_GOAL_
Write the records out again, precisely as they stand.

_LISTED ENTRIES_
○ ○ ○

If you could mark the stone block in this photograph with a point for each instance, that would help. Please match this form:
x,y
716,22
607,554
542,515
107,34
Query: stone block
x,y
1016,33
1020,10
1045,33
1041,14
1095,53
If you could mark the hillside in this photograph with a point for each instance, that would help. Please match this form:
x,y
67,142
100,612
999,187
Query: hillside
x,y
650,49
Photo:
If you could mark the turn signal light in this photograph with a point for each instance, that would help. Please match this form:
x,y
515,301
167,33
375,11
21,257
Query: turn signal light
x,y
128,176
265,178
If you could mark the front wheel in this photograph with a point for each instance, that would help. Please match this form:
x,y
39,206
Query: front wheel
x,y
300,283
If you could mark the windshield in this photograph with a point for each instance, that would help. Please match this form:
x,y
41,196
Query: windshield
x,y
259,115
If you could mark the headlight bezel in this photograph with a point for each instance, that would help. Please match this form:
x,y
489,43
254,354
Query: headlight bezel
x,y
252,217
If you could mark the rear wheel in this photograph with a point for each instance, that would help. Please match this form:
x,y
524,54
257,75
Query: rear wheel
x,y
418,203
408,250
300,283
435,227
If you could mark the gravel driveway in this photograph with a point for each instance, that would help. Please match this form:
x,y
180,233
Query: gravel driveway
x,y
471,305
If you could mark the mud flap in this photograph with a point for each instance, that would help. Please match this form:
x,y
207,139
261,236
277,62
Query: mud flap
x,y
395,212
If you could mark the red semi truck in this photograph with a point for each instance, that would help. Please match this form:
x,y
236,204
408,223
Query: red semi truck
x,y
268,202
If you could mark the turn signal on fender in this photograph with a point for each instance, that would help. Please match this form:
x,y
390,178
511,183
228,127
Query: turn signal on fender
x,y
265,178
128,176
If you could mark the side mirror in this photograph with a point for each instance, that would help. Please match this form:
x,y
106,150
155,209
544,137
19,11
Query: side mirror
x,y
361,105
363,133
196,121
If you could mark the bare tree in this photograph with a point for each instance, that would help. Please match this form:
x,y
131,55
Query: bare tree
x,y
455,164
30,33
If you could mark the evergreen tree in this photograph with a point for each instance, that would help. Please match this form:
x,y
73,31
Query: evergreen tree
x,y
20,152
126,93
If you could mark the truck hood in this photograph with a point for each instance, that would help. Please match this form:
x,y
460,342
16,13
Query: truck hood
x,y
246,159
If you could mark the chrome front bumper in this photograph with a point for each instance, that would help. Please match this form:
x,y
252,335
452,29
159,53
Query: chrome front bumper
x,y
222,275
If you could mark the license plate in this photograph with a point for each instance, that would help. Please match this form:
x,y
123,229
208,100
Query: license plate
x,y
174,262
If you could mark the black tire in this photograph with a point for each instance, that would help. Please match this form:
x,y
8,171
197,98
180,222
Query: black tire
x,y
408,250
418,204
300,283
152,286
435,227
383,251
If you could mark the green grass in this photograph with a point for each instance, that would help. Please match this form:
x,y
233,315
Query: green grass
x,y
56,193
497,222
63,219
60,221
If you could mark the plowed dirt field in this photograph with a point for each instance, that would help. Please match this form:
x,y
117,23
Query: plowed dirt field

○ ○ ○

_TASK ANSWER_
If you could mark the stone block in this photograph with a point for each instance, that would help. Please match this form:
x,y
716,22
607,554
542,515
107,34
Query: stone block
x,y
1016,33
1020,10
1045,33
1041,14
1095,53
If you could mark the hillside in this photograph with a point for each instance, that would help. Please match this form:
x,y
67,142
100,612
999,187
Query: hillside
x,y
650,49
Photo:
If you could mark the turn signal light in this photograph with a point for each instance, that would help. Please match this form:
x,y
515,301
167,33
375,11
21,257
Query: turn signal light
x,y
128,176
265,178
If you could mark the front wheel in this photograph with a point for each instance, that would help. Please match this form:
x,y
39,206
Query: front wheel
x,y
300,283
If you could mark the windshield in this photograph with a point for each instance, that would help. Please match this form:
x,y
41,196
Query: windshield
x,y
259,115
If you could mark the headlight bezel in this photograph with a point for each instance, that would help. Please match this form:
x,y
489,43
254,354
Query: headlight bezel
x,y
252,217
If you could mark the rear wheel in this photograph with a point for each instance, that would help. Please match this form:
x,y
524,54
257,75
Query: rear wheel
x,y
418,203
408,250
300,283
435,227
If you could mark the gravel driveway in this photograph with a point for each instance, that would help. Please match this form:
x,y
180,233
Query: gravel driveway
x,y
471,305
If you could mark the mud flap in this photograph with a point for each instance, that would help. Please match this form:
x,y
207,139
261,236
277,62
Query: mud flap
x,y
395,212
If you could mark the red semi truck in this photograph with a point for each instance, that would help. Please match this form:
x,y
236,204
408,223
Query: red semi truck
x,y
268,202
If you could mark the turn signal on fender in this photograph with a point for each instance, that would help. Please match this form:
x,y
390,178
511,183
228,127
Query: turn signal on fender
x,y
265,178
128,176
If you could mark the side mirror in this photograph with a point for each instance, that would help. Please match this form:
x,y
106,150
155,209
544,137
19,11
Query: side mirror
x,y
361,105
363,133
196,121
If you could mark the bare tree in this photograph with a point for each instance, that would help. Please match this form:
x,y
131,55
Query: bare tree
x,y
455,164
30,33
If you could mark the evergreen tree in this photograph with a point for each instance, that would help. Please match this form:
x,y
73,31
Query: evergreen tree
x,y
20,152
126,93
If you could mark the truck hood in this photograph with a point for each instance, that would help. Please match this form:
x,y
460,342
16,13
Query: truck hood
x,y
246,159
If you could mark the chrome front bumper in this photograph with a point for each instance, that would help. Please match this form:
x,y
252,335
452,29
159,53
Query: chrome front bumper
x,y
222,275
If you could mark the license plate in this photograph with a point for each instance, that would help. Please match this form:
x,y
123,229
208,100
Query: license plate
x,y
174,262
If you could mark the black tire in this photograph with a point for each instance, that would help. Please match this form:
x,y
8,171
197,98
180,222
Query: black tire
x,y
408,250
418,204
300,283
152,286
435,227
383,251
If you could mark the green grass in this photograph with a point for each instance, that would help. Please match this form:
x,y
233,315
Query: green grass
x,y
56,193
497,222
63,219
60,221
If you could mark the plowed dirt field in this photograph with a point for each instance, that would help. Please match this form:
x,y
117,23
Query: plowed dirt field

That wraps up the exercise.